> [WRITTEN PROBLEM]: Rewrite the stretch of the data from the line containing "sole and record integer pixel coordinates." through the end of the data as a Markdown table with two columns, Row and Data line. Number each line in the Row column and leave out any blank lines.

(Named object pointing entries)

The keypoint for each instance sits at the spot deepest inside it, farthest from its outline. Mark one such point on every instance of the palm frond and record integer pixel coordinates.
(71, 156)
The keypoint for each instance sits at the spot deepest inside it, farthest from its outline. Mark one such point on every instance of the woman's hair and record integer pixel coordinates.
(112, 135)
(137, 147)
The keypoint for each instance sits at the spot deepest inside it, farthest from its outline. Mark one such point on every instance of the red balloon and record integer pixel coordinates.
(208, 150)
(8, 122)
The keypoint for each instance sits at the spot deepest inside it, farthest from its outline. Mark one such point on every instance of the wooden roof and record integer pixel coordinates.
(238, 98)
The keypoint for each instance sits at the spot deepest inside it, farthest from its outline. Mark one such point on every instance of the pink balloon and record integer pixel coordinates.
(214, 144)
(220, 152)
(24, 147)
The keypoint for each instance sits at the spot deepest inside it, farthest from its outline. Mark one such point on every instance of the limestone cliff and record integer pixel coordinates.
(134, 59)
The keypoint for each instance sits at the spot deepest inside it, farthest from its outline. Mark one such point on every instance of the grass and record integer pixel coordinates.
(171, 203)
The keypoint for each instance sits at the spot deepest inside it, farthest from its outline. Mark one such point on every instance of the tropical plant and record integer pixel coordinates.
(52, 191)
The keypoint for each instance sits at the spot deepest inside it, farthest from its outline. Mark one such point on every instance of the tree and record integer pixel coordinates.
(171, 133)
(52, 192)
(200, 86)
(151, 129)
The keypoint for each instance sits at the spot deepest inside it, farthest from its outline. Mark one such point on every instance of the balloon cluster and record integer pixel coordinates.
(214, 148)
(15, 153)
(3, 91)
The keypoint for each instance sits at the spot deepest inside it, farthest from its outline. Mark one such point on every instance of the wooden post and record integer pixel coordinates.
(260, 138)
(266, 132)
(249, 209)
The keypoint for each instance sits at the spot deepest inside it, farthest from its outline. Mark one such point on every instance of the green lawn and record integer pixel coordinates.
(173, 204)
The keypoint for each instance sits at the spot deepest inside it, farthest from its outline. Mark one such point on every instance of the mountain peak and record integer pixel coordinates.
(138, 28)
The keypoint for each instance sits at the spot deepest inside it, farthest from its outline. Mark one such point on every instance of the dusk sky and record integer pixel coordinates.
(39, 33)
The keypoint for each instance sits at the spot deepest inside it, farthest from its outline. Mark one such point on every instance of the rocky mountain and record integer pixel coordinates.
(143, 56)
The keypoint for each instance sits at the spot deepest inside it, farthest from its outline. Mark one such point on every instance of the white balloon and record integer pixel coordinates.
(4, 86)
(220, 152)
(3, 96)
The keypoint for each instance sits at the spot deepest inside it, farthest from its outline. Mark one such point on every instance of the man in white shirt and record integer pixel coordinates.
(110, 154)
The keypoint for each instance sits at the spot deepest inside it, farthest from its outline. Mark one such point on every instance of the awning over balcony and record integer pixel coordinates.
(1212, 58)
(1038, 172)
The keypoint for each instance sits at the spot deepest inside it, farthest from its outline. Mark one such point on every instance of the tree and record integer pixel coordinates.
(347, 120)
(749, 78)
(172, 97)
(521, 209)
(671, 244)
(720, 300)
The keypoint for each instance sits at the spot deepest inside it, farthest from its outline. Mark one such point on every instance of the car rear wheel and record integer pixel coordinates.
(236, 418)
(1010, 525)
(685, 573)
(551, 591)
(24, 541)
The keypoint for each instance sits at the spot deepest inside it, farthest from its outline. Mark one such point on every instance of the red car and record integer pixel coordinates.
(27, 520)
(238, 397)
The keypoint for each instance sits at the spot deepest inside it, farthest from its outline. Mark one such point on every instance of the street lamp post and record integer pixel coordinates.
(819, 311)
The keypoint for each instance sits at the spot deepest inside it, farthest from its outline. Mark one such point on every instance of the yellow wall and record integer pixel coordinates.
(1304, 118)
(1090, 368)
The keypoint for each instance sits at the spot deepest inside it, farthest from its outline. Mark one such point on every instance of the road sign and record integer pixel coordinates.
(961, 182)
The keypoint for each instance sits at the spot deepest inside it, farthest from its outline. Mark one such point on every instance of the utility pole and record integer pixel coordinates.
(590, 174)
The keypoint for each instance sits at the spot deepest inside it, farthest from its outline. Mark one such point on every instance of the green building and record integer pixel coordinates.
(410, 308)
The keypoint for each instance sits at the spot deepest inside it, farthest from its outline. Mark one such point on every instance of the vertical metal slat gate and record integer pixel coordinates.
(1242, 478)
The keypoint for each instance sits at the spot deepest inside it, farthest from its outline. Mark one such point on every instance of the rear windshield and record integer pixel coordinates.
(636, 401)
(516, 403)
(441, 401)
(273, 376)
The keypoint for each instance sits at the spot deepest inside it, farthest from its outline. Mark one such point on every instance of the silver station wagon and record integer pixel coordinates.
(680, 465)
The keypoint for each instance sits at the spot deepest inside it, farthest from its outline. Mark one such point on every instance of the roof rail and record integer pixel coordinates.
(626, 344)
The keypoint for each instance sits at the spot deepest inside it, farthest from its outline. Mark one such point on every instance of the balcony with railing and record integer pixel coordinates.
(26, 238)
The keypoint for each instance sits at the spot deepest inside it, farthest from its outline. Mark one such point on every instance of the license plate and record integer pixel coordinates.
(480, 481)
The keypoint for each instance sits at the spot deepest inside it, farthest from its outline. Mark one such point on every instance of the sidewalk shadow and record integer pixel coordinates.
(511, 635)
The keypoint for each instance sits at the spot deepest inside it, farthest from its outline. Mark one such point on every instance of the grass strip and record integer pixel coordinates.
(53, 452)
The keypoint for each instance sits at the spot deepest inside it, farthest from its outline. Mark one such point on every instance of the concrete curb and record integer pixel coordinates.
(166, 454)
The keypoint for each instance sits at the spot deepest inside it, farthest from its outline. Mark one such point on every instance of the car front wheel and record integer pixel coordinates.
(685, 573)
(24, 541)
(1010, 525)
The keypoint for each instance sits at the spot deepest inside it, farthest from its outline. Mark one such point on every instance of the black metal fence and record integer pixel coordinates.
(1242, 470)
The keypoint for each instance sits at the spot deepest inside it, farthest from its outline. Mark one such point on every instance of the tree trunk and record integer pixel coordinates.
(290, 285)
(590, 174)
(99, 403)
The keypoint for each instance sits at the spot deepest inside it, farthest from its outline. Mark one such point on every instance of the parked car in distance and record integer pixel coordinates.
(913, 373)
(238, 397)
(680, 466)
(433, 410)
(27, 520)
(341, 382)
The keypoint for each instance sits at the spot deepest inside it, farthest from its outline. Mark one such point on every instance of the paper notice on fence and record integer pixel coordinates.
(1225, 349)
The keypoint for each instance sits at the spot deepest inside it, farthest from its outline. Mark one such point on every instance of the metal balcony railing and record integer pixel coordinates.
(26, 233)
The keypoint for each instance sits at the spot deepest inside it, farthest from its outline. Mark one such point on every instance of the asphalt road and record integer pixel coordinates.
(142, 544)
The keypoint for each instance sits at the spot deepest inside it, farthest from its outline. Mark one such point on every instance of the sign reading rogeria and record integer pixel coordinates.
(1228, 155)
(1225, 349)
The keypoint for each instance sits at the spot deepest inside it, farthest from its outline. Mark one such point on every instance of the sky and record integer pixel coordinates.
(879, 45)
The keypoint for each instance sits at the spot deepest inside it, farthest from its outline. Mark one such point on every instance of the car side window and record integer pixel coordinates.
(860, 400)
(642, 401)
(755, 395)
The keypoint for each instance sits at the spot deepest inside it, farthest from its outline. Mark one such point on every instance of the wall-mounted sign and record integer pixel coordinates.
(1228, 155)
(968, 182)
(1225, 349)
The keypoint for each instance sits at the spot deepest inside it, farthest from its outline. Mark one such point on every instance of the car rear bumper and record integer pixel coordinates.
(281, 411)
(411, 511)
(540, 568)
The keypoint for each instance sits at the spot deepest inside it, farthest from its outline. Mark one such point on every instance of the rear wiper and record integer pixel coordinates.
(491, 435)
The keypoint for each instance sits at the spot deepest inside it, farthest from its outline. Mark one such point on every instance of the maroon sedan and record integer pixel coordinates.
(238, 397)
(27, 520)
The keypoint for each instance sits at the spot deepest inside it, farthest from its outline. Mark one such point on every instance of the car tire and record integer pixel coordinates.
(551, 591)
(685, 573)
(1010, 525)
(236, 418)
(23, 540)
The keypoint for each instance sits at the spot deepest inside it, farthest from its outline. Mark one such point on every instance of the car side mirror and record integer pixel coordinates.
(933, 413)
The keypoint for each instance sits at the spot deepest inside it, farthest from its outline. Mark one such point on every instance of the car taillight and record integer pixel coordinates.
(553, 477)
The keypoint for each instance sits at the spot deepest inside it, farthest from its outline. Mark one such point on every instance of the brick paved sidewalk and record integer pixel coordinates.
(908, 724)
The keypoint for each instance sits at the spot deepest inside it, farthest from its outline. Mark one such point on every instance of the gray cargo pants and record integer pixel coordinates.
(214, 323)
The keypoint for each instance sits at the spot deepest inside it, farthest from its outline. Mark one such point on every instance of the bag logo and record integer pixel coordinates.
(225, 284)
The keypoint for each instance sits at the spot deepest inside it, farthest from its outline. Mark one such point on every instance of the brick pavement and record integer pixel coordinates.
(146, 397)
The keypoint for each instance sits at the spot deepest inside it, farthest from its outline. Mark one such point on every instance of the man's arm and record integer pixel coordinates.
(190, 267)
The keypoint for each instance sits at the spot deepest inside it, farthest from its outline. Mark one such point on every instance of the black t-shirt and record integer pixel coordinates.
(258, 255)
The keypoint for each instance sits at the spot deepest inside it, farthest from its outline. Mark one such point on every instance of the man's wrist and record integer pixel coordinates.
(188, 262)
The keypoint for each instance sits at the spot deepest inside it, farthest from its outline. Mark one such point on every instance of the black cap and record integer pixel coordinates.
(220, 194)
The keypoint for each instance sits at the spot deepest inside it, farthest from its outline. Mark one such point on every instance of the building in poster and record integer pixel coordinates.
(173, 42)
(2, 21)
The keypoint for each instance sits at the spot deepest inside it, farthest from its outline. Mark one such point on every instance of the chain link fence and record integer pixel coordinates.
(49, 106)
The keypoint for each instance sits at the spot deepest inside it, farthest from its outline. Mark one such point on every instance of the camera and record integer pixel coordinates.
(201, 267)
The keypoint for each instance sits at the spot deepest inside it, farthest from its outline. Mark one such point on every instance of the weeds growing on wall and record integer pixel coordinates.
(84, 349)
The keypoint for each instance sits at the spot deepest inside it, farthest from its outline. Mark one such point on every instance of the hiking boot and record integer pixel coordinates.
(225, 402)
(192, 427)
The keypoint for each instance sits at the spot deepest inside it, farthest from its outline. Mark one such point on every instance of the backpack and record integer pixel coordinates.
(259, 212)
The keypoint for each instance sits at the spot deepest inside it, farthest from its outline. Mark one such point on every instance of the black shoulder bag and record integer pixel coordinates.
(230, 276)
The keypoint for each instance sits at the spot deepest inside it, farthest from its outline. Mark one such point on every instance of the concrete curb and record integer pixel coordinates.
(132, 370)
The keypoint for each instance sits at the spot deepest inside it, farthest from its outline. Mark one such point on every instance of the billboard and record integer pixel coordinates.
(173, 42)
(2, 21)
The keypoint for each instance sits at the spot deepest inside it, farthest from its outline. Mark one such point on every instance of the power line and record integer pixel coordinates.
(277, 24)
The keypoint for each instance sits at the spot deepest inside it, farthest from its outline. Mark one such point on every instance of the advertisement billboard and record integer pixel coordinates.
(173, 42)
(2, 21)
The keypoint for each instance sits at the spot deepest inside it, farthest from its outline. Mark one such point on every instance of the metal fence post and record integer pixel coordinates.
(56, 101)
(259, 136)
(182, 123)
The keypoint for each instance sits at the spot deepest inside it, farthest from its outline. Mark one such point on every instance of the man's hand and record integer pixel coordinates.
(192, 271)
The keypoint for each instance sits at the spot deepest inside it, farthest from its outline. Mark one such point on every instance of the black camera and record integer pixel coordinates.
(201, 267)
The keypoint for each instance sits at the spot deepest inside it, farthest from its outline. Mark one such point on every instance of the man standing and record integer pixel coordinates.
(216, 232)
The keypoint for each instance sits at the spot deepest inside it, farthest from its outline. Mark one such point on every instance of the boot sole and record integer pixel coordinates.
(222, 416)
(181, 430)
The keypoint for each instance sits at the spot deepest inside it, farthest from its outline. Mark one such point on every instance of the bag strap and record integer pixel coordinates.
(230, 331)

> [SOLUTION FOR THIS PROBLEM]:
| Row | Data line |
|---|---|
| 1 | The keypoint for each instance sits at the spot deepest inside it, farthest from its outline. Mark one such point on every instance of the boot sole and record integer pixel coordinates. |
| 2 | (222, 416) |
| 3 | (181, 430) |
| 4 | The keypoint for each instance sits at the spot deepest inside it, farthest from its outline. Mark one such point on every instance of the bag strap and record integer pixel coordinates. |
| 5 | (230, 331) |